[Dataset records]
----
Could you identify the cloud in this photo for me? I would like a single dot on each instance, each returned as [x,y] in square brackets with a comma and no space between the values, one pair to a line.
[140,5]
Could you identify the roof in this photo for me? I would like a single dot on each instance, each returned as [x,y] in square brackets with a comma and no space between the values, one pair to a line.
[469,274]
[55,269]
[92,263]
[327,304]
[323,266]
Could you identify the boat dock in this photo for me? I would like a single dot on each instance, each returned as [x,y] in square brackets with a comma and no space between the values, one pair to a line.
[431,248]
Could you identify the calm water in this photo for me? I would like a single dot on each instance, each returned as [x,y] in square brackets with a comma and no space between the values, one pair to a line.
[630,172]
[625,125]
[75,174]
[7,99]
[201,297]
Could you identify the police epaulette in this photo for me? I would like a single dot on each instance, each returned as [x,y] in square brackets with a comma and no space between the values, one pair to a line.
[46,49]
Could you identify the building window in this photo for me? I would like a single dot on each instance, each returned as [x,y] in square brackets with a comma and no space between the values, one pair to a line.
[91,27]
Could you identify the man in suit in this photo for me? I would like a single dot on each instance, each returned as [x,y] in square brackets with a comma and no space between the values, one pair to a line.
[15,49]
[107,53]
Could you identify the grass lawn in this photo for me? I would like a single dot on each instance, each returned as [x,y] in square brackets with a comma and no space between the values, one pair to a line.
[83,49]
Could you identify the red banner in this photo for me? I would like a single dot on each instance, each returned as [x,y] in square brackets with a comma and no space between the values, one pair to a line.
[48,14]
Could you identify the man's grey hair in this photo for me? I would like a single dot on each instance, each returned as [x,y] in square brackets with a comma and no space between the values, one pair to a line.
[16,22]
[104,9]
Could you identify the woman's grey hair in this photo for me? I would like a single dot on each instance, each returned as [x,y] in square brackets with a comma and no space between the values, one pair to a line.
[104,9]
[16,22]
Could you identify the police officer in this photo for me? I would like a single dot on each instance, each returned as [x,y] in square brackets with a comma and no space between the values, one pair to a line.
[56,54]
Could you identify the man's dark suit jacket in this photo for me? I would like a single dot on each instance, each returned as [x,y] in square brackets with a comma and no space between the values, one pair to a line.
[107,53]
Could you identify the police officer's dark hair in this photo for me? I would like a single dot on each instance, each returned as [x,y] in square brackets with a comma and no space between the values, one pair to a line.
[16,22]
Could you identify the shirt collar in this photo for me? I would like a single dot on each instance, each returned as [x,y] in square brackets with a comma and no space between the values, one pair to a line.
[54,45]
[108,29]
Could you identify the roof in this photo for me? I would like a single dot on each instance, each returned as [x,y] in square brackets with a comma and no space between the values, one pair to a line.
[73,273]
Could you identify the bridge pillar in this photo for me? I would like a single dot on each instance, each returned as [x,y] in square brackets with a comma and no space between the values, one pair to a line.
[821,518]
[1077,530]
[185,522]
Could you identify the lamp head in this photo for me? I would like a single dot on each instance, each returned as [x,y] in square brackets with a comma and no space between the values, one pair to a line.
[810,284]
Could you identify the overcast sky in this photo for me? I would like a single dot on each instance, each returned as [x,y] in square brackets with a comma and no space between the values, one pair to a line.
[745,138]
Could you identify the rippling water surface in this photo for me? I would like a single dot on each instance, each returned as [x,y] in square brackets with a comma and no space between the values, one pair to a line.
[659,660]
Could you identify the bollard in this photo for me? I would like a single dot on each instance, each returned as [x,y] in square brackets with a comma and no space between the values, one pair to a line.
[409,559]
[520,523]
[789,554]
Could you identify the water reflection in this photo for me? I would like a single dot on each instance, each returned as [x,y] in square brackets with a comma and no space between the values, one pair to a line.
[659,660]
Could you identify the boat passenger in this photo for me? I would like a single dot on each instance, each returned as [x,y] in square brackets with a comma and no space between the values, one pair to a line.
----
§ **Work required**:
Type out each entry above again, exactly.

§ **Task solution**:
Could you identify the cloud in this photo for me? I would like a single dot on each instance, each returned as [x,y] in square brackets with a comma and no space between the values, one pair to a line.
[140,5]
Could you identify the roof in this photo for me? I would like a single dot on each instance, each returned as [x,y] in square brackets with a comma and no space between the values, one pair to a line.
[469,274]
[55,269]
[92,263]
[327,304]
[323,266]
Could you identify the boat dock in this photo for me? I would like a single dot on each instance, each returned as [x,y] in square brackets with a comma and no space between the values, one pair to a line.
[431,248]
Could you identify the calm water in this photo for me? I would like a single dot on each instance, each returned as [x,y] in square brackets with a comma and no space between the values, one pair to a line.
[630,172]
[625,125]
[75,174]
[7,99]
[201,297]
Could you identify the police epaulette in this photo for me? I would like a single dot on each instance, each returned as [x,y] in square brackets with a comma and no space between the values, one pair to a line.
[46,49]
Could you identify the building window in this photo for me? I would like a single dot on each instance, each returned as [x,y] in square brackets with a comma and no space between the values, one pair to a line.
[91,27]
Could you identify the man in suit in this photo for me? I would like a single dot on each instance, each returned as [x,y] in square brackets with a comma and no space between the values, one pair to a line.
[15,49]
[107,53]
Could you identify the grass lawn in this photo for me? I would like a single dot on each instance, each returned as [x,y] in square brackets with a comma and no space between the values, one pair to a line.
[83,49]
Could you identify the red banner in this photo for me? I would like a single dot on each instance, each returned as [x,y] in square brackets with a comma and no space between the values, one pair to a line.
[48,14]
Could you identify the man's grey hair in this photo for me? I would like a single dot on each instance, each returned as [x,y] in square brackets with a comma and no space between the values, one pair to a line.
[16,22]
[104,9]
Could you identify the woman's grey hair in this photo for me? I would like a single dot on each instance, each returned as [x,y] in square brackets with a comma and no space between the values, one pair to a line.
[104,9]
[16,22]
Could you identify the police officer in this photo for me? I would like a single dot on each instance, each returned as [x,y] in square brackets with a comma and no space between the values, one pair to a line.
[56,54]
Could you identify the man's dark suit jacket in this photo for me? I would like a single dot on each instance, each returned as [x,y] in square brackets with a comma and no space between the values, one pair to a line.
[107,53]
Could you identify the police officer's dark hair in this photo for me? I would like a single dot on each instance, each returned as [x,y] in square brackets with a comma and no space between the values, one pair to a line.
[16,22]
Could you identify the shirt collar in this photo for me? I would like a single dot on each instance, each returned as [x,y] in square brackets with a comma and no space between the values, one pair to a line.
[54,45]
[108,29]
Could you identify the roof in this photo for me? I would like a single dot on each instance, each returned as [x,y] in square brackets with a comma and no space between the values, one pair to a line.
[73,273]
Could you identify the bridge pillar in this photo for me? I would like a single dot on each instance, each returned as [x,y] in square brackets with a comma and no space between the values, one pair to a line.
[821,518]
[1077,530]
[185,522]
Could you identify the lamp head in this photo for me? I would like a single dot on each instance, each returned as [x,y] in square brackets with a comma and no space between the values, one pair to a line.
[810,284]
Could you identify the overcast sky in this photo for me? I would like a single dot on each instance, each returned as [x,y] in square brackets with a comma and no space between the values, one pair to a line.
[745,138]
Could you identify the rippling water surface in this photo for me? I would like a single dot on each instance, each returned as [x,y] in square brackets with a comma and no space between the values, one pair to a line.
[659,660]
Could you identify the bollard in this photo for me? I would like a single dot on each instance, each returned as [x,y] in square brackets with a comma and no space between the values, one pair to a line.
[409,559]
[520,523]
[789,554]
Could you identify the water reflection in this photo for me? I would like a single dot on each instance, each returned as [x,y] in square brackets with a comma and no space between the values, one pair to a line.
[659,660]
Could you identify the boat passenger in this photo for me? I would like a single dot on each instance, each returned as [x,y] in square brackets with a comma and no space between the values, one pair to a line.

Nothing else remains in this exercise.